_Listed entries_:
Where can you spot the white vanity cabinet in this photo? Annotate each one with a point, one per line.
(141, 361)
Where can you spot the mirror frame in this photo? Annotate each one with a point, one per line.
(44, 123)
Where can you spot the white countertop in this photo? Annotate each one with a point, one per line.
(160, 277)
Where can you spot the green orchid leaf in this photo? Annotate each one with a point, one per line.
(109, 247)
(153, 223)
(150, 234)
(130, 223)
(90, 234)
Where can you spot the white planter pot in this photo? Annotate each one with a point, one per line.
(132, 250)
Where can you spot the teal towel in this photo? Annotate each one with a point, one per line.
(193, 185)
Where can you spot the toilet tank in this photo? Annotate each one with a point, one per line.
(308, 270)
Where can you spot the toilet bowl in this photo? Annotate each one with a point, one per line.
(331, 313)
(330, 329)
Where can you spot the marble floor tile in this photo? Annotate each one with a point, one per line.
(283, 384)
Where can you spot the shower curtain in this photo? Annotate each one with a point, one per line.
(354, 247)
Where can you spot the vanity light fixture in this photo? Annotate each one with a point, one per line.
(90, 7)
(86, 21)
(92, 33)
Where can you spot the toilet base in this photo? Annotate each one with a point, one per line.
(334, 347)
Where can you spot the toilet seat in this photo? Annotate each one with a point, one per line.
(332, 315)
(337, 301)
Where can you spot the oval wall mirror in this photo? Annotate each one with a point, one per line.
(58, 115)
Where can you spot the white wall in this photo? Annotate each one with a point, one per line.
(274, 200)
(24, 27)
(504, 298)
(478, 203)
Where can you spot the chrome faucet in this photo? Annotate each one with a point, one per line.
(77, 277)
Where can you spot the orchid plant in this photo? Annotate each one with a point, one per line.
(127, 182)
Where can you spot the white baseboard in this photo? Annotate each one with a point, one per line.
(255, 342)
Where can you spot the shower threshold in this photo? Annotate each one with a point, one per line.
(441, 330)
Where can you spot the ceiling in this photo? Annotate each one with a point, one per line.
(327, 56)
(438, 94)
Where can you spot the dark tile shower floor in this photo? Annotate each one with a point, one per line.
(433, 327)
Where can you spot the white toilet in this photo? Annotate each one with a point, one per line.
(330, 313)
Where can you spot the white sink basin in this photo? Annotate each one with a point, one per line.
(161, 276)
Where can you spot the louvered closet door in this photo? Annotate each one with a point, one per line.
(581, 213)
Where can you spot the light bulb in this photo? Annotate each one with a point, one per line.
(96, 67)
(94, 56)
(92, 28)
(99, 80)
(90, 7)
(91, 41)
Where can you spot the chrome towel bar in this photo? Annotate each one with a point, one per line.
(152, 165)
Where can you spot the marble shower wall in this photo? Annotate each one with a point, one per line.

_Task goal_: Print out the whole listing exactly as it appears.

_Exercise output_:
Where can you spot the white vanity cabinet in this photo? Annotate each one with a point, one per line.
(141, 361)
Where can you spot the mirror frame in this photo? Annotate each one with a point, one per line.
(44, 123)
Where can you spot the white countertop in this photo? Annotate each one with a point, one per line.
(160, 277)
Where can you spot the green orchid leaf in this photo? Annotate each one with a point, one per line.
(109, 247)
(153, 223)
(150, 234)
(130, 223)
(90, 234)
Where can you spot the white planter pot in this photo? Annotate each one with a point, one per line.
(132, 250)
Where can you spot the teal towel in this photo? Annotate each one with a point, one per line.
(193, 185)
Where can you spot the toilet tank in this photo? Annotate each one with a point, one per line.
(308, 270)
Where can you spot the toilet bowl in this photo? Annotate each one with a point, one per line.
(331, 313)
(330, 329)
Where can you spot the marble floor tile in this photo? Annotate each one with a point, one per line.
(283, 384)
Where can you spot the shower curtain in this photo? Annotate each one with a point, one per line.
(354, 247)
Where can you spot the vanity light fixture in this photo? Annotate each one with a point, one per line.
(90, 7)
(86, 21)
(92, 33)
Where can you spot the toilet base in this photo? Annotate each one with a point, one per line.
(334, 347)
Where can you spot the toilet seat in this photo? Annotate each one with a point, one per line.
(332, 315)
(337, 301)
Where can you spot the oval wall mirror in this photo? Annotate each one with a point, one per line.
(58, 115)
Where can you spot the white wall in this photo? Annotate each one with a point, one per line.
(274, 200)
(24, 27)
(504, 298)
(478, 203)
Where can you spot the chrome faucet in this photo? Annotate each one with a point, one per line.
(77, 277)
Where can you spot the orchid plant in this photo? Annotate each one with a point, one per line.
(127, 182)
Where can you spot the white baseboard in this photo? Annotate each one with a point, one per line.
(255, 342)
Where can you spot the shower threshold in this photo? Annotate each one with a point, one per line.
(441, 330)
Where can you spot the ceiling in this photo? Annotate each one with a point, one per line.
(327, 56)
(438, 94)
Where can you spot the dark tile shower floor in this photo? Annotate each one with a point, one per line.
(433, 327)
Where can you spot the white toilet in this photo? Annotate each one with a point, one per line.
(330, 313)
Where can you spot the white sink basin in this photo? Annotate each one with a point, one per line.
(161, 276)
Where can you spot the louvered closet door in this photo? Annotate each one with a point, one per line.
(581, 213)
Where can you spot the light bulb in this photo? Annotate each one with a point, one per line.
(96, 67)
(94, 56)
(92, 28)
(99, 80)
(90, 7)
(91, 41)
Where can you spot the chrome towel bar in this photo? Annotate each one with a point, one per line.
(152, 165)
Where can you spot the marble shower wall in this photo? Annotate each one with a point, one per line.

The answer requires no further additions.